#### Excerpted passage
For the director of music. Of David.
1 The fool[a] says in his heart,
“There is no God.”
They are corrupt, their deeds are vile;
there is no one who does good.
2 The Lord looks down from heaven
on all mankind
to see if there are any who understand,
any who seek God.
3 All have turned away, all have become corrupt;
there is no one who does good,
not even one.
4 Do all these evildoers know nothing?
They devour my people as though eating bread;
they never call on the Lord.
5 But there they are, overwhelmed with dread,
for God is present in the company of the righteous.
6 You evildoers frustrate the plans of the poor,
but the Lord is their refuge.
7 Oh, that salvation for Israel would come out of Zion!
When the Lord restores his people,
let Jacob rejoice and Israel be glad! Psalm 14
Grace is mine to give you. As I look upon you I know that you have turned away from me. I know that you look to other things to fulfill you and that you seek your own pleasure over my good. I know that your cravings while on this earth seem to rule you more than my good. I continue to love you. My love for you does not wax and wane. My love for you is not based in your performance as a human. In fact my love for you has nothing to do with how you live while you are on earth.

#### Exercise directions
Write out the Psalm 14 passage from "3 All have turned" up to and including "out of Zion!". You won't need the material that comes next.

#### Provided information
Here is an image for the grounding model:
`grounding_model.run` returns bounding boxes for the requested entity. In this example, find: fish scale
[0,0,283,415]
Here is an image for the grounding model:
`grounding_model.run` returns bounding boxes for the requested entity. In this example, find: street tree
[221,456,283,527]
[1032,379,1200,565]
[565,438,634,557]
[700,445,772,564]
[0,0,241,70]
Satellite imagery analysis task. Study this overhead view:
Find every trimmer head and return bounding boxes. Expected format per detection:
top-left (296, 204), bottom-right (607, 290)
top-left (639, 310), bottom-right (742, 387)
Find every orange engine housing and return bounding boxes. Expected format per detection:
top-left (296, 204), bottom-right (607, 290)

==

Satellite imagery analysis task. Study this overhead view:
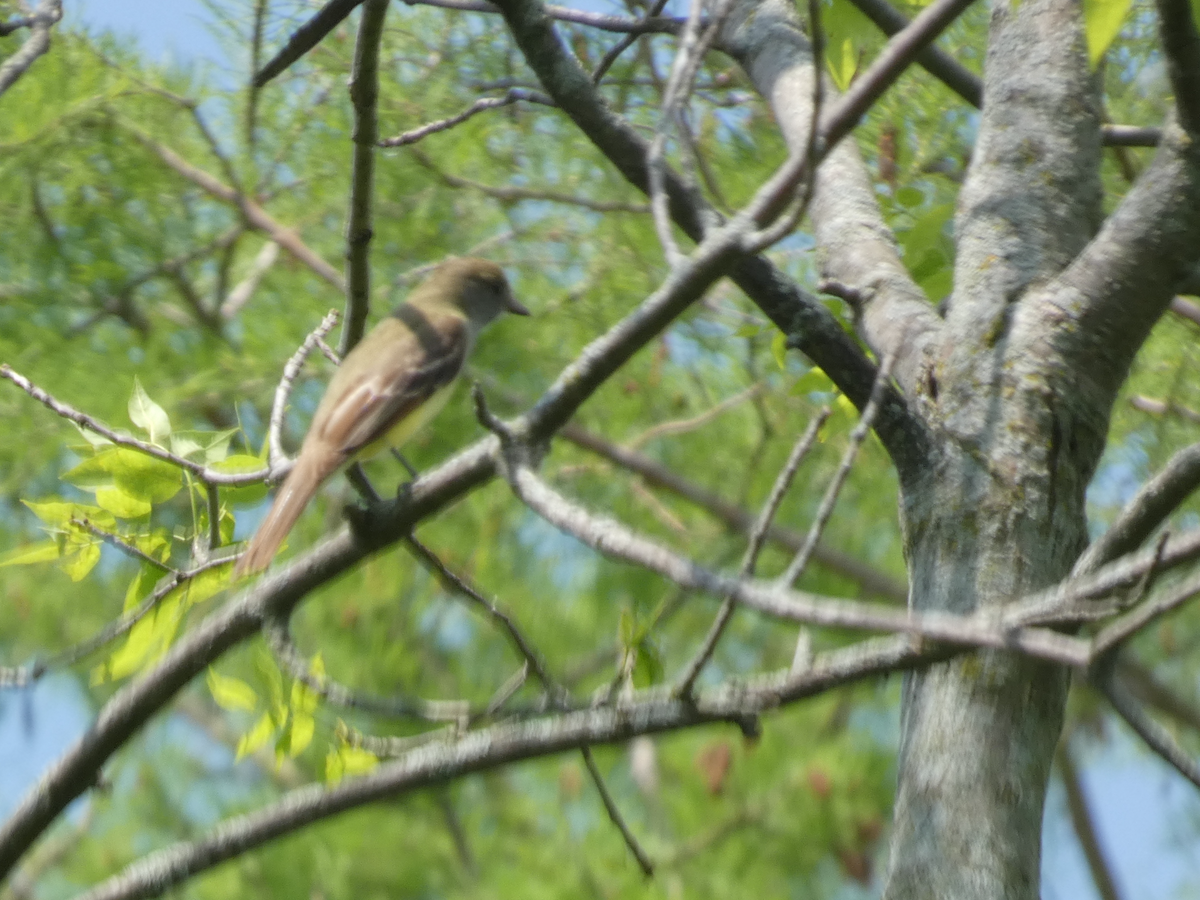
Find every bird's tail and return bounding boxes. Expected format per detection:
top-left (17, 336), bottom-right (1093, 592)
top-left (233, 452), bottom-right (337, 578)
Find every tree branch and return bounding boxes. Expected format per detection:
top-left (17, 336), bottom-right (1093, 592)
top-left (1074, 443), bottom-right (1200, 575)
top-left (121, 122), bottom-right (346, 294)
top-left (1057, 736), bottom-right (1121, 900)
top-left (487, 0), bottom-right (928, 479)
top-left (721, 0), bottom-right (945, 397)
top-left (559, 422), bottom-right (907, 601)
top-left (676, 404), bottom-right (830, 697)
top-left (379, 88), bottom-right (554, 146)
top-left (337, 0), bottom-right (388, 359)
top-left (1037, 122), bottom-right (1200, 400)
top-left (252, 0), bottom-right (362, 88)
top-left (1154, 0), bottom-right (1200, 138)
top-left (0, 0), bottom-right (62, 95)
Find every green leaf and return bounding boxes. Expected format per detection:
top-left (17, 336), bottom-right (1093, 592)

#### Reply to the task
3 All have turned away, all have become corrupt;
there is no one who does good,
not even one.
4 Do all these evildoers know nothing?
They devour my people as though eating bread;
they never call on the Lord.
5 But there they are, overwhelmed with dread,
for God is present in the company of the righteous.
6 You evildoers frustrate the plans of the poor,
but the Lord is their refuge.
7 Oh, that salvation for Israel would come out of Zion!